--- Start of ENTRIES SUPPLIED ---

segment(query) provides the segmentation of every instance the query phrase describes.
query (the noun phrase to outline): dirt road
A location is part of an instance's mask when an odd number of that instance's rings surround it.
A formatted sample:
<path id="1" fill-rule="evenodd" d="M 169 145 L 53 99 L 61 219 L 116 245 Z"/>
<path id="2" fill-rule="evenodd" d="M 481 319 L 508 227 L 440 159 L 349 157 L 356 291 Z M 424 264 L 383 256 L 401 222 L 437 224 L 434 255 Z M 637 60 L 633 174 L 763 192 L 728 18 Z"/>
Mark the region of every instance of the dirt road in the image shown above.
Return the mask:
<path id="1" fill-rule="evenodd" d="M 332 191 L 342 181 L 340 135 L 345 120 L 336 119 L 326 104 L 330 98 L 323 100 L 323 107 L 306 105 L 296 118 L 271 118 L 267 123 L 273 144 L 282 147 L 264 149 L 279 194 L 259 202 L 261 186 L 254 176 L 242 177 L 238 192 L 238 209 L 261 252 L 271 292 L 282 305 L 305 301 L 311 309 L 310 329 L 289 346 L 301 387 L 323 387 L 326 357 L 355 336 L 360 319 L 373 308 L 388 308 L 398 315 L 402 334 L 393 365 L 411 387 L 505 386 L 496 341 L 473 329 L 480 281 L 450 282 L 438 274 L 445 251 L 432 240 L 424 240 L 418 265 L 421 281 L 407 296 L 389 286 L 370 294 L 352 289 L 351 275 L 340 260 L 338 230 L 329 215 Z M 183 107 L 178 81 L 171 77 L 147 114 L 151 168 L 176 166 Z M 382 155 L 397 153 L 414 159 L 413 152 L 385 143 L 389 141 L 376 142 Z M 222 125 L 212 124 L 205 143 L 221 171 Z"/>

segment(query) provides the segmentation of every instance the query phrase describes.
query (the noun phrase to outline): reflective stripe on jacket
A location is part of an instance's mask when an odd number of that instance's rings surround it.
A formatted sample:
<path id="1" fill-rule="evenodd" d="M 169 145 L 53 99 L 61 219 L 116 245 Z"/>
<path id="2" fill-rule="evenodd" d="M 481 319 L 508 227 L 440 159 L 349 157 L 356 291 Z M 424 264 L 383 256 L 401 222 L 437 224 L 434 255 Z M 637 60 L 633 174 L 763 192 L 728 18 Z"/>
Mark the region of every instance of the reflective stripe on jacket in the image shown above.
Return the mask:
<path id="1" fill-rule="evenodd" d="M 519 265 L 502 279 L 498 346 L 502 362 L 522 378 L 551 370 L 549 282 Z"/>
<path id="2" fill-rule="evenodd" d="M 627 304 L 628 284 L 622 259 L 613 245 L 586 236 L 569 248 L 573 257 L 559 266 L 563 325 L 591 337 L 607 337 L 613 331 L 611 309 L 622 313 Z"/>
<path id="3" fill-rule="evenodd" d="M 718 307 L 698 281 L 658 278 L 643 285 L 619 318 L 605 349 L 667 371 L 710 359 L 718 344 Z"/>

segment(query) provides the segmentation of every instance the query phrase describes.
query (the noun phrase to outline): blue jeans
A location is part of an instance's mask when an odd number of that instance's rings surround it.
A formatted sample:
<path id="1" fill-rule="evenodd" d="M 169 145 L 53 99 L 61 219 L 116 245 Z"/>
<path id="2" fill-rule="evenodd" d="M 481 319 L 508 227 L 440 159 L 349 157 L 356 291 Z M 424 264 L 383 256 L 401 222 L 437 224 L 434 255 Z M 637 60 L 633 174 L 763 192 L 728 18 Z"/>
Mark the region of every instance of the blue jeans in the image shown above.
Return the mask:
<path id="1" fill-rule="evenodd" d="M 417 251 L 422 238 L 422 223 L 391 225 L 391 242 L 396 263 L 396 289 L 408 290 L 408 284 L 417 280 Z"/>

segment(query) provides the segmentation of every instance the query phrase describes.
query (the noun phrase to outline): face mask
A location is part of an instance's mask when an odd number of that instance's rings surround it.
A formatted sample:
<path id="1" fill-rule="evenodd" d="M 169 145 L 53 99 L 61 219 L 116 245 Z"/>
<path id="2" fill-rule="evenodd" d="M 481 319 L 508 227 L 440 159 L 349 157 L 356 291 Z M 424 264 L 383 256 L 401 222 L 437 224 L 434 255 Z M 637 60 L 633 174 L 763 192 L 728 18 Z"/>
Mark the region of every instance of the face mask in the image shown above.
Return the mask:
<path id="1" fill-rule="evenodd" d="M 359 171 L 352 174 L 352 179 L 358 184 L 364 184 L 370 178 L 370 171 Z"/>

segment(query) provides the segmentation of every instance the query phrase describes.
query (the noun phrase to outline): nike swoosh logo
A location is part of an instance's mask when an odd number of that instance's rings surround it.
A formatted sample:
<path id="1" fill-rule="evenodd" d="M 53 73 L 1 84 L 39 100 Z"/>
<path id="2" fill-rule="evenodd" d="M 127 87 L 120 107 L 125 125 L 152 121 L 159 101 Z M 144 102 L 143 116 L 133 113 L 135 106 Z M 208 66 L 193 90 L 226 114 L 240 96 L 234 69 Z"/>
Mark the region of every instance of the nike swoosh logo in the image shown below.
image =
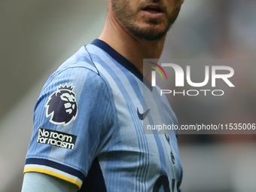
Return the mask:
<path id="1" fill-rule="evenodd" d="M 149 111 L 150 111 L 151 109 L 150 108 L 148 108 L 146 111 L 145 111 L 143 114 L 141 114 L 139 111 L 139 108 L 137 108 L 137 113 L 138 113 L 138 117 L 139 117 L 139 118 L 140 119 L 140 120 L 144 120 L 145 117 L 146 117 L 146 116 L 148 115 L 148 112 L 149 112 Z"/>

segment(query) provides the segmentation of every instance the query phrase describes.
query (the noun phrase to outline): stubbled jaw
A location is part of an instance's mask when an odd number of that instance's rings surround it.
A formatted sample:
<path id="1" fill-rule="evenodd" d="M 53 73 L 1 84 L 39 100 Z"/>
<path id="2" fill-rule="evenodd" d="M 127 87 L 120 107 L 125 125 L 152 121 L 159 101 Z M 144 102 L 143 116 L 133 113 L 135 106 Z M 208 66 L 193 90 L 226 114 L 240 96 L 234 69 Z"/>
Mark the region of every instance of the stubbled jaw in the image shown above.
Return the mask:
<path id="1" fill-rule="evenodd" d="M 149 19 L 160 19 L 163 14 L 163 8 L 158 5 L 148 5 L 142 9 L 143 14 L 142 17 L 148 17 Z"/>

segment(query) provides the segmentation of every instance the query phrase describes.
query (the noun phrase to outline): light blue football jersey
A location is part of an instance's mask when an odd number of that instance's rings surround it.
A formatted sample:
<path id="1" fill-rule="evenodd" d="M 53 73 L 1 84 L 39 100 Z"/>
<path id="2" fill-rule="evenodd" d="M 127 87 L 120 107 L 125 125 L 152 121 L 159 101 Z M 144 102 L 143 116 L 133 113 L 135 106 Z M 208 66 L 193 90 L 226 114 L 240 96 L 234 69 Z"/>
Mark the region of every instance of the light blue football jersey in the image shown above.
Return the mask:
<path id="1" fill-rule="evenodd" d="M 178 124 L 157 87 L 96 39 L 44 84 L 24 172 L 58 177 L 79 191 L 180 191 L 177 136 L 145 134 L 143 121 Z"/>

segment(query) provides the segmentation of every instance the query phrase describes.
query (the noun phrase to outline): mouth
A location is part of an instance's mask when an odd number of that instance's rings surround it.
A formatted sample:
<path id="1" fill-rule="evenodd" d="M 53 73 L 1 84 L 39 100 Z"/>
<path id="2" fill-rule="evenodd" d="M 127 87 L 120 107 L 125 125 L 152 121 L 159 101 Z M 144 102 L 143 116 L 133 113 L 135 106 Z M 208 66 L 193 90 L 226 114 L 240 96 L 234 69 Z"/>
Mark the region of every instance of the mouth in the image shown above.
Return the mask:
<path id="1" fill-rule="evenodd" d="M 162 14 L 164 12 L 163 8 L 158 5 L 148 5 L 144 7 L 142 11 L 148 11 L 151 14 Z"/>

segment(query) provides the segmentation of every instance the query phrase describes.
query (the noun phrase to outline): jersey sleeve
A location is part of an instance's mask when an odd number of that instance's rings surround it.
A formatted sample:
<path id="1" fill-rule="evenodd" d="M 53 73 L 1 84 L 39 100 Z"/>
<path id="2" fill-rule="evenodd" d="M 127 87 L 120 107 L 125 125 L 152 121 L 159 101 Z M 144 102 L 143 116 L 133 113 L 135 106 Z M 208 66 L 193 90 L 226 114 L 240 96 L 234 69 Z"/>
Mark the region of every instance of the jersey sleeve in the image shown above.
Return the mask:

--- End of ENTRIES SUPPLIED ---

## WHAT IS REQUIRED
Copy the records word for word, from the start of the records up to and including the line with "332 191 L 342".

## THE COMPLETED TASK
segment(query) provides the segmentation of every instance the query phrase describes.
query (the noun phrase to outline): dirt road
A location is part of an instance's mask when an odd number of that instance's rings surround it.
A formatted sample:
<path id="1" fill-rule="evenodd" d="M 169 145 L 53 99 L 61 219 L 116 245 Z"/>
<path id="2" fill-rule="evenodd" d="M 481 319 L 508 227 L 440 159 L 349 157 L 356 291 Z M 424 264 L 383 256 L 401 222 L 437 224 L 434 255 Z M 637 60 L 633 174 L 763 192 L 728 18 Z"/>
Mark the region of every instance of the dirt road in the image shown above.
Return the mask:
<path id="1" fill-rule="evenodd" d="M 332 191 L 342 181 L 340 135 L 345 120 L 336 119 L 326 104 L 330 98 L 323 100 L 323 107 L 306 105 L 296 118 L 271 118 L 267 123 L 273 144 L 282 147 L 264 149 L 279 194 L 259 202 L 261 186 L 254 176 L 242 177 L 238 192 L 238 209 L 261 252 L 271 292 L 282 305 L 305 301 L 311 309 L 310 329 L 289 346 L 301 387 L 323 387 L 326 357 L 355 336 L 360 319 L 373 308 L 388 308 L 398 315 L 402 334 L 393 365 L 411 387 L 505 386 L 496 341 L 473 329 L 480 281 L 450 282 L 438 274 L 445 251 L 432 240 L 424 240 L 418 265 L 421 281 L 407 296 L 389 286 L 370 294 L 352 289 L 351 275 L 340 260 L 338 230 L 329 215 Z M 183 107 L 178 81 L 171 77 L 147 114 L 151 168 L 176 166 Z M 382 155 L 397 153 L 414 159 L 413 152 L 385 143 L 389 141 L 376 142 Z M 222 125 L 212 124 L 205 143 L 221 171 Z"/>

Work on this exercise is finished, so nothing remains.